_WORK TASK_. Write out all of the records below precisely as given, omitting the images.

Start of INFORMATION SHOWN

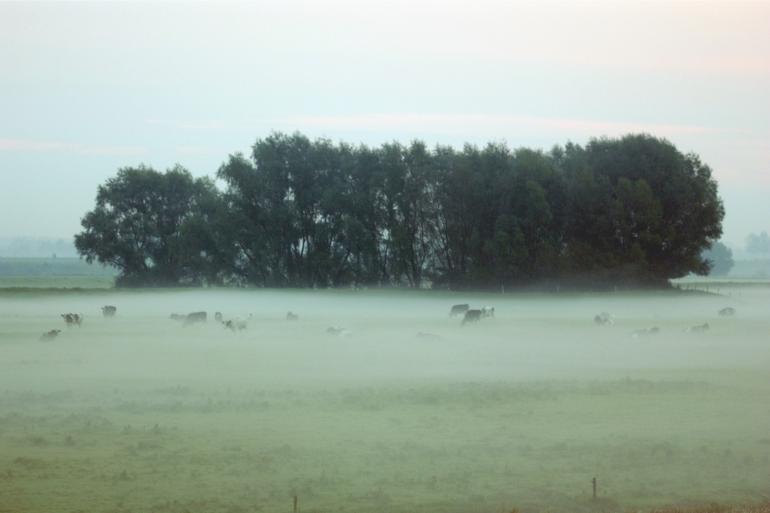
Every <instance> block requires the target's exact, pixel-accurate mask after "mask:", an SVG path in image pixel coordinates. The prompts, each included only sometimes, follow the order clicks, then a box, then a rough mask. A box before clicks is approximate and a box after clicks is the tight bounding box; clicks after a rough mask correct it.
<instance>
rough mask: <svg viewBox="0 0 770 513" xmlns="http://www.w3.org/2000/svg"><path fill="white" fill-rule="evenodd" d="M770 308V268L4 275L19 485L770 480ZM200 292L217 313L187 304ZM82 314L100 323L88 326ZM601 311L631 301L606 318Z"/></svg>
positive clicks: (0, 318) (682, 498)
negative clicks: (601, 312)
mask: <svg viewBox="0 0 770 513" xmlns="http://www.w3.org/2000/svg"><path fill="white" fill-rule="evenodd" d="M461 303H468V304H470V306H471V308H481V307H482V306H485V305H486V306H489V307H494V309H495V314H494V316H493V317H487V318H483V319H481V320H480V321H479V322H477V323H467V324H465V325H462V322H461V316H458V317H454V318H452V317H450V316H449V311H450V308H451V307H452V305H454V304H461ZM104 305H115V306H116V307H117V313H116V315H115V317H113V318H105V317H103V316H102V313H101V307H102V306H104ZM768 306H770V289H768V288H767V287H766V286H765V285H751V284H748V285H747V284H744V285H741V286H740V287H738V286H735V287H731V286H730V285H729V284H723V285H721V288H720V290H719V294H714V293H709V294H707V293H703V292H699V291H689V292H688V291H684V292H682V291H670V292H650V293H637V294H630V293H629V294H624V293H608V294H559V295H550V294H534V293H533V294H524V293H522V294H507V295H502V294H458V293H440V292H428V291H406V292H405V291H387V290H385V291H383V290H377V291H365V290H361V291H352V290H345V291H307V292H300V291H266V290H248V291H243V290H225V291H220V290H194V291H165V290H164V291H157V292H156V291H104V292H100V291H89V292H87V293H74V292H46V291H37V292H19V291H15V292H13V291H4V292H3V293H2V294H0V504H2V505H3V507H6V508H11V509H10V510H9V511H41V512H42V511H50V510H51V507H52V505H53V504H56V505H57V509H58V510H60V511H71V510H83V511H121V512H123V511H158V512H162V511H169V512H177V511H179V512H182V511H228V512H234V511H292V508H293V502H292V501H293V498H294V497H295V496H296V497H297V500H298V507H299V509H300V510H301V511H305V512H309V511H348V510H350V511H494V512H500V511H510V510H511V509H512V508H514V507H517V508H519V509H521V510H523V511H543V510H549V511H583V510H585V511H596V510H597V509H611V510H624V509H628V508H637V507H638V508H644V507H655V506H660V505H664V504H685V503H687V504H689V503H694V502H695V503H708V502H711V501H716V502H722V503H725V502H729V503H736V502H738V503H740V502H754V501H758V500H762V499H763V498H765V499H766V498H767V497H768V494H770V489H768V483H767V476H768V475H770V461H769V459H770V435H769V434H768V432H767V427H768V426H770V407H768V403H767V398H768V397H769V395H768V393H769V392H770V383H768V380H767V370H768V367H769V366H770V365H769V364H770V346H769V345H768V343H767V334H768V332H769V331H770V319H769V318H768V316H767V309H768ZM725 307H732V308H734V309H735V312H736V313H735V315H734V316H720V315H719V314H718V311H719V310H720V309H722V308H725ZM198 311H206V312H207V313H208V316H207V317H208V319H207V322H205V323H194V324H187V325H186V324H185V323H184V322H182V321H175V320H172V319H170V318H169V317H170V315H171V314H172V313H176V314H188V313H190V312H198ZM289 311H291V312H294V313H296V314H297V315H298V319H297V320H293V321H289V320H287V319H286V316H287V312H289ZM70 312H72V313H78V314H81V315H82V317H83V322H82V325H81V326H80V327H78V326H73V327H66V326H65V323H64V320H63V319H62V317H61V316H60V315H61V314H65V313H70ZM215 312H221V313H222V314H223V318H224V320H241V321H244V322H245V325H246V329H244V330H237V329H236V330H229V329H227V328H226V327H225V326H223V324H221V323H219V322H217V321H215V319H214V314H215ZM601 312H608V313H609V314H610V315H611V318H612V321H613V322H612V323H611V324H607V325H597V324H596V323H595V322H594V317H595V316H596V315H597V314H599V313H601ZM705 323H708V329H707V330H706V331H703V332H695V331H692V330H691V331H686V330H687V329H688V328H692V327H694V326H700V325H703V324H705ZM330 327H335V328H342V329H343V330H342V331H341V333H339V334H336V335H335V334H332V333H329V332H328V328H330ZM653 327H658V328H659V332H658V333H649V332H648V333H646V334H644V333H640V332H638V331H637V330H649V329H650V328H653ZM53 329H60V330H61V333H60V334H59V336H58V337H56V338H55V339H54V340H50V341H40V340H39V339H40V336H41V335H42V334H43V333H45V332H48V331H49V330H53ZM634 332H637V333H636V334H634ZM419 334H422V335H419ZM592 477H597V480H598V497H597V498H596V499H592V496H591V494H592V491H591V482H590V480H591V478H592ZM0 511H3V509H2V507H0Z"/></svg>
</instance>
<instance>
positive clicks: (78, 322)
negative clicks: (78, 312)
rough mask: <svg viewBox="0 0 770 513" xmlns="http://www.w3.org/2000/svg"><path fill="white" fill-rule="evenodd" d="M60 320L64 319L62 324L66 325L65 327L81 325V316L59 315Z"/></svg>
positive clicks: (79, 325) (71, 314) (78, 314)
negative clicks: (63, 322)
mask: <svg viewBox="0 0 770 513" xmlns="http://www.w3.org/2000/svg"><path fill="white" fill-rule="evenodd" d="M61 316H62V319H64V322H65V323H67V327H68V328H69V327H72V326H78V327H80V326H81V325H82V324H83V316H82V315H79V314H72V313H69V314H61Z"/></svg>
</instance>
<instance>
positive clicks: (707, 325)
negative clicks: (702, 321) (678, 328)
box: [684, 322, 709, 333]
mask: <svg viewBox="0 0 770 513" xmlns="http://www.w3.org/2000/svg"><path fill="white" fill-rule="evenodd" d="M708 330H709V323H707V322H706V323H703V324H698V325H697V326H691V327H689V328H685V330H684V331H685V332H686V333H705V332H706V331H708Z"/></svg>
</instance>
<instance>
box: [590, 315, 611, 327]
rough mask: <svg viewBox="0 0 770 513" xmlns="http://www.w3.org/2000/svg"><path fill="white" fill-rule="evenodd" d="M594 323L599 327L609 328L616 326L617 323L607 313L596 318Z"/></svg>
mask: <svg viewBox="0 0 770 513" xmlns="http://www.w3.org/2000/svg"><path fill="white" fill-rule="evenodd" d="M594 323H595V324H597V325H599V326H607V325H611V324H615V321H614V320H613V319H612V316H611V315H610V314H608V313H607V312H602V313H600V314H599V315H596V316H594Z"/></svg>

End of INFORMATION SHOWN

_REPLY TO THE EXERCISE_.
Every <instance> block requires the target's exact, pixel-accurate mask after "mask:", an SVG path in image pixel coordinates. The prompts, each included only sometimes, follow the order clicks, then a box, then a rough mask. A box before clicks is approximate and a box after clicks is the tight bounding box; clicks after a rough mask correct it.
<instance>
rough mask: <svg viewBox="0 0 770 513" xmlns="http://www.w3.org/2000/svg"><path fill="white" fill-rule="evenodd" d="M770 308V268L4 275L19 485L770 480ZM200 292L217 313L187 304ZM82 314L100 323L88 326ZM601 311L631 301L606 318Z"/></svg>
positive clicks: (0, 318) (682, 498)
negative clicks: (601, 312)
mask: <svg viewBox="0 0 770 513" xmlns="http://www.w3.org/2000/svg"><path fill="white" fill-rule="evenodd" d="M461 303H468V304H470V306H471V308H481V307H482V306H485V305H486V306H489V307H494V309H495V314H494V316H493V317H487V318H483V319H481V320H480V321H479V322H477V323H467V324H465V325H462V322H461V316H458V317H454V318H452V317H450V316H449V311H450V308H451V307H452V305H454V304H461ZM104 305H115V306H116V307H117V313H116V315H115V317H113V318H105V317H103V316H102V313H101V307H102V306H104ZM768 306H770V289H768V288H767V287H766V286H765V285H751V284H748V285H747V284H744V285H741V286H740V287H738V286H735V287H731V286H730V285H729V284H723V285H721V288H720V290H719V294H714V293H709V294H707V293H703V292H699V291H689V292H688V291H684V292H682V291H670V292H650V293H637V294H630V293H629V294H624V293H608V294H559V295H550V294H534V293H533V294H524V293H522V294H507V295H502V294H458V293H440V292H428V291H406V292H405V291H387V290H385V291H383V290H377V291H365V290H361V291H352V290H345V291H307V292H300V291H266V290H248V291H243V290H225V291H220V290H194V291H165V290H164V291H157V292H156V291H104V292H100V291H89V292H87V293H74V292H46V291H37V292H19V291H15V292H13V291H4V292H3V293H2V294H0V504H2V505H3V507H6V508H11V509H10V510H9V511H41V512H42V511H50V510H51V507H52V505H53V504H56V505H57V509H58V510H60V511H71V510H83V511H121V512H123V511H158V512H162V511H169V512H177V511H179V512H182V511H228V512H234V511H292V508H293V502H292V501H293V498H294V497H295V496H296V497H297V500H298V507H299V509H300V510H301V511H305V512H309V511H348V510H350V511H494V512H500V511H510V510H511V509H512V508H514V507H517V508H519V509H521V510H523V511H543V510H549V511H583V510H585V511H596V510H597V509H611V510H624V509H628V508H637V507H638V508H644V507H655V506H660V505H664V504H685V503H687V504H689V503H694V502H695V503H708V502H711V501H716V502H722V503H725V502H729V503H736V502H738V503H740V502H754V501H758V500H762V499H763V498H765V499H766V498H767V497H768V494H770V489H768V483H767V476H768V475H770V461H769V459H770V435H769V434H768V432H767V427H768V426H770V407H768V403H767V398H768V397H769V395H768V393H769V392H770V383H768V380H767V370H768V367H769V366H770V365H769V364H770V346H769V345H768V343H767V334H768V332H769V331H770V319H769V318H768V316H767V309H768ZM725 307H732V308H734V309H735V312H736V313H735V315H734V316H720V315H719V314H718V311H719V310H720V309H722V308H725ZM198 311H206V312H207V313H208V316H207V317H208V319H207V322H205V323H194V324H187V325H186V324H185V323H184V322H182V321H175V320H172V319H170V318H169V317H170V315H171V314H172V313H176V314H188V313H190V312H198ZM289 311H291V312H294V313H296V314H297V315H298V319H297V320H293V321H289V320H287V319H286V316H287V312H289ZM70 312H72V313H78V314H81V315H82V317H83V322H82V325H81V326H80V327H78V326H73V327H66V326H65V323H64V320H63V319H62V317H61V316H60V315H61V314H65V313H70ZM215 312H221V313H222V314H223V318H224V320H241V321H244V322H245V325H246V329H244V330H237V329H236V330H229V329H227V328H226V327H225V326H223V324H221V323H219V322H217V321H215V319H214V314H215ZM601 312H608V313H609V314H610V315H611V318H612V321H613V322H612V323H611V324H607V325H597V324H596V323H595V322H594V317H595V316H596V315H597V314H599V313H601ZM705 323H708V329H707V330H706V331H703V332H695V331H692V330H691V331H686V330H687V329H688V328H692V327H694V326H700V325H703V324H705ZM330 327H335V328H342V329H343V330H342V331H341V333H339V334H336V335H335V334H332V333H329V332H328V328H330ZM653 327H658V328H659V332H658V333H649V332H648V333H646V334H644V333H640V332H638V331H637V330H649V329H650V328H653ZM53 329H60V330H61V333H60V334H59V336H58V337H56V338H55V339H54V340H50V341H40V340H39V339H40V336H41V335H42V334H43V333H45V332H48V331H49V330H53ZM634 332H637V333H636V334H634ZM419 334H422V335H419ZM592 477H597V480H598V497H597V498H596V499H592V496H591V494H592V491H591V482H590V480H591V478H592ZM0 511H3V509H2V507H0Z"/></svg>
</instance>
<instance>
positive clicks: (78, 322)
negative clicks: (78, 312)
rough mask: <svg viewBox="0 0 770 513" xmlns="http://www.w3.org/2000/svg"><path fill="white" fill-rule="evenodd" d="M60 320L64 319L62 324L66 325L65 327L81 325V316L59 315Z"/></svg>
positive clicks: (79, 325) (71, 314) (78, 314)
negative clicks: (63, 322)
mask: <svg viewBox="0 0 770 513" xmlns="http://www.w3.org/2000/svg"><path fill="white" fill-rule="evenodd" d="M61 316H62V319H64V322H65V323H67V327H68V328H69V327H72V326H78V327H80V326H81V325H82V324H83V316H82V315H79V314H72V313H69V314H61Z"/></svg>
</instance>
<instance>
positive clicks: (707, 325)
negative clicks: (702, 321) (678, 328)
box: [684, 322, 709, 333]
mask: <svg viewBox="0 0 770 513" xmlns="http://www.w3.org/2000/svg"><path fill="white" fill-rule="evenodd" d="M708 330H709V323H707V322H706V323H703V324H698V325H697V326H691V327H689V328H685V330H684V331H685V332H686V333H705V332H706V331H708Z"/></svg>
</instance>
<instance>
box: [590, 315, 611, 327]
rough mask: <svg viewBox="0 0 770 513" xmlns="http://www.w3.org/2000/svg"><path fill="white" fill-rule="evenodd" d="M594 323L599 327L609 328L616 326L617 323L607 313L596 318Z"/></svg>
mask: <svg viewBox="0 0 770 513" xmlns="http://www.w3.org/2000/svg"><path fill="white" fill-rule="evenodd" d="M594 323H595V324H597V325H599V326H607V325H611V324H615V321H614V320H613V319H612V316H611V315H610V314H608V313H607V312H602V313H600V314H599V315H596V316H594Z"/></svg>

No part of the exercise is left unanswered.